**Exercise task:** Starting at the line that holds "Each instance of the shaggy", copy every line exactly through the end of the data, and no others.

**Provided records:**
==*==

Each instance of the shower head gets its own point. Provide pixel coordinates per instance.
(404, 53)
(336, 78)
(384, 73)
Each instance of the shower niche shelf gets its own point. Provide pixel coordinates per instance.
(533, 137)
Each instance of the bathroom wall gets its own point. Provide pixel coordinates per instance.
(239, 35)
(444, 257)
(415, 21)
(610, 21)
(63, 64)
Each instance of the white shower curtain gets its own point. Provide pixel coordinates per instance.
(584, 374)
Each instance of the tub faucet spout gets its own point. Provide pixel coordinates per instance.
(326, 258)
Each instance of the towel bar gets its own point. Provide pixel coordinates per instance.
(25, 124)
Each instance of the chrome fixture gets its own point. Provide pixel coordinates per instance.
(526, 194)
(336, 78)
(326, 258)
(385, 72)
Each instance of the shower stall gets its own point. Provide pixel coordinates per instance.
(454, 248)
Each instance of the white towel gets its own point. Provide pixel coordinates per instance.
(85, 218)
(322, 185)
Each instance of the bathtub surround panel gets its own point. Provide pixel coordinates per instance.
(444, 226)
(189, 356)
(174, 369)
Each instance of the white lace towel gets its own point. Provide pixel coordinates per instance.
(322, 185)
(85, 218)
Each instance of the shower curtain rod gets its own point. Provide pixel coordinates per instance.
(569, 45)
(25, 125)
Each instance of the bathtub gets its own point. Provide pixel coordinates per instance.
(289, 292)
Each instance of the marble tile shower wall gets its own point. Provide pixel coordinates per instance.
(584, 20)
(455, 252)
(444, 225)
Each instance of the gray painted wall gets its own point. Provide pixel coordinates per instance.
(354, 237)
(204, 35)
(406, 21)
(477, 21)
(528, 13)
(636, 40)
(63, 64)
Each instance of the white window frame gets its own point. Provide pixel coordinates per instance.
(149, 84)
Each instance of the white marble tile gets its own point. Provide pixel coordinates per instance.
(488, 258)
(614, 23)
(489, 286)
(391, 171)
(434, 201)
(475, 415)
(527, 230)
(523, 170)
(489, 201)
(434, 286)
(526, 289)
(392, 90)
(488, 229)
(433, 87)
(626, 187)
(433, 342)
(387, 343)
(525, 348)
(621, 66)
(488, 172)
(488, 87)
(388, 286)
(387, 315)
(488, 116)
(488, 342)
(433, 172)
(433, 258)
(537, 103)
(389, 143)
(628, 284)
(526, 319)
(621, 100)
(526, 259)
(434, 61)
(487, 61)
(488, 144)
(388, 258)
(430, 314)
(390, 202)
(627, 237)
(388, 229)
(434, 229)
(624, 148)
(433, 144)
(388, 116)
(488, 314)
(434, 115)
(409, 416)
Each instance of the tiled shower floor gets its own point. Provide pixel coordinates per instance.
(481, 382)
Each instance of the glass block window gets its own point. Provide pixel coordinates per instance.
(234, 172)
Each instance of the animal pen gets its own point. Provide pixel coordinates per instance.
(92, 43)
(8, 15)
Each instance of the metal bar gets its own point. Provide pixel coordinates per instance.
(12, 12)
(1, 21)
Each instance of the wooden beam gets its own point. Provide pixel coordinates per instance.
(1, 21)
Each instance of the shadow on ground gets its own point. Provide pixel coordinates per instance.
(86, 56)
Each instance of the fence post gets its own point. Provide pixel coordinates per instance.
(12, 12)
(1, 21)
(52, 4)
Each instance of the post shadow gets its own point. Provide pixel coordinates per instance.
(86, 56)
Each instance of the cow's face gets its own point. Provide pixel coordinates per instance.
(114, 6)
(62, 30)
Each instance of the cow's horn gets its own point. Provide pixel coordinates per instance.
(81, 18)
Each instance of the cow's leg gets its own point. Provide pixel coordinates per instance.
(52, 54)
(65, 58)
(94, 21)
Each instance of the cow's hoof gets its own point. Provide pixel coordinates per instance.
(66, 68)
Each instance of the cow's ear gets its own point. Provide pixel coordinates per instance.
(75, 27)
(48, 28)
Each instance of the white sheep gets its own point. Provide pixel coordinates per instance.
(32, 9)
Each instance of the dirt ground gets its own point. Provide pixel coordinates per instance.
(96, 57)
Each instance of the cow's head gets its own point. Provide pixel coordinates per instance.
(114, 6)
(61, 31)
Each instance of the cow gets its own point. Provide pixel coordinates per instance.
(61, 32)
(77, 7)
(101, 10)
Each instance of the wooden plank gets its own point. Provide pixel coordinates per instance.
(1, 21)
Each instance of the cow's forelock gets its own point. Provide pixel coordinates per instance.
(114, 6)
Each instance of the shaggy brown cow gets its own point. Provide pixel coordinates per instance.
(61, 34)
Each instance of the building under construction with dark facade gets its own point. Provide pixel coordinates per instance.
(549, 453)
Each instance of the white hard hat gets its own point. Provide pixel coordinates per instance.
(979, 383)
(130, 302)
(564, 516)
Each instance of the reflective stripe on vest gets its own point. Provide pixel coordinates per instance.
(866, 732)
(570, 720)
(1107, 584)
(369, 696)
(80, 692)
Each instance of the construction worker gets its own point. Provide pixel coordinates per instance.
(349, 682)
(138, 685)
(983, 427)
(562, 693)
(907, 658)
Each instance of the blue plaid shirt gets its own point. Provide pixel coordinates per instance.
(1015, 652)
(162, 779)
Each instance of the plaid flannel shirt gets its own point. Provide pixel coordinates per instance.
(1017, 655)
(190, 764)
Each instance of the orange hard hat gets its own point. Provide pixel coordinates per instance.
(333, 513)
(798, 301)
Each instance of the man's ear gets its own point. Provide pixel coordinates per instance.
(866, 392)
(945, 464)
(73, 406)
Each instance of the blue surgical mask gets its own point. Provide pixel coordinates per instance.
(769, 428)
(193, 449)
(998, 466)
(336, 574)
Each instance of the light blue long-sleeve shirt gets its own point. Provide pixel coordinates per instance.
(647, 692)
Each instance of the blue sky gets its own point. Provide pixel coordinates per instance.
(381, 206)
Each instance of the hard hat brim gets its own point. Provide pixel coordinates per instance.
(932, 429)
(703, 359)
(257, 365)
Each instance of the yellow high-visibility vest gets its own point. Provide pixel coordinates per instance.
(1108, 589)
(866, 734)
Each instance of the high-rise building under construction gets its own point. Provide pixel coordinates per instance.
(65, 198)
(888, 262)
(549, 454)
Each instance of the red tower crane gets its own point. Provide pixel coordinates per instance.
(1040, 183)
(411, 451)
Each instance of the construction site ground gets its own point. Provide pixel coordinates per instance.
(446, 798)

==*==

**Written solution:**
Each instance of the shaggy brown cow gets its own point. Provide pixel coordinates per instance.
(61, 34)
Each instance of the building under construction with dark facade gets its own point. Provide pixel coordinates per instance.
(549, 453)
Each instance of the white hard hat gets its own point. Provide pixel coordinates per instance.
(979, 383)
(130, 302)
(564, 516)
Each instance of the reflective stripe on vest gets its own point. Provide pixel coordinates per instance.
(866, 732)
(570, 720)
(1107, 584)
(369, 696)
(80, 692)
Each instance of the construction worker gets its own point. Provide pixel coordinates per instance.
(349, 682)
(138, 685)
(983, 427)
(562, 693)
(907, 658)
Each instance of the blue plaid shirt gets its own point. Provide pixel coordinates per instance.
(1015, 652)
(162, 779)
Each instance of the plaid flannel shirt gets its own point. Provide pixel coordinates per instance.
(1017, 655)
(190, 764)
Each instance of the orange hard hat gets its own point. Provide pixel coordinates per instance.
(333, 513)
(798, 301)
Each instance of the man's ear gets its own point. Provide pixel coordinates per instance.
(866, 392)
(945, 464)
(73, 406)
Each instance of the blue surgical mask gets its own point. Provide pixel coordinates per instance.
(769, 428)
(193, 449)
(998, 466)
(336, 574)
Each instance of the light blue long-sleeve shirt gets its own point. Provide pixel coordinates per instance.
(647, 692)
Each instance of the blue sky gets its own point. Provide pixel coordinates per instance.
(381, 206)
Each instance of the hard hat brim gets its own point. Provide pixel coordinates per instance.
(932, 429)
(703, 359)
(257, 365)
Each instance of the yellow high-visibility vest gets its own point. Provide pixel coordinates per instance.
(1108, 589)
(866, 734)
Each instance of the high-rise building under construction gets its own point. Provide pixel coordinates per instance.
(65, 198)
(888, 262)
(549, 454)
Each instance of the red tower crane gets its own point. Provide pixel coordinates per instance.
(1040, 183)
(411, 451)
Each instance of the construction site ground gets its own point. Provide pixel coordinates per instance.
(446, 798)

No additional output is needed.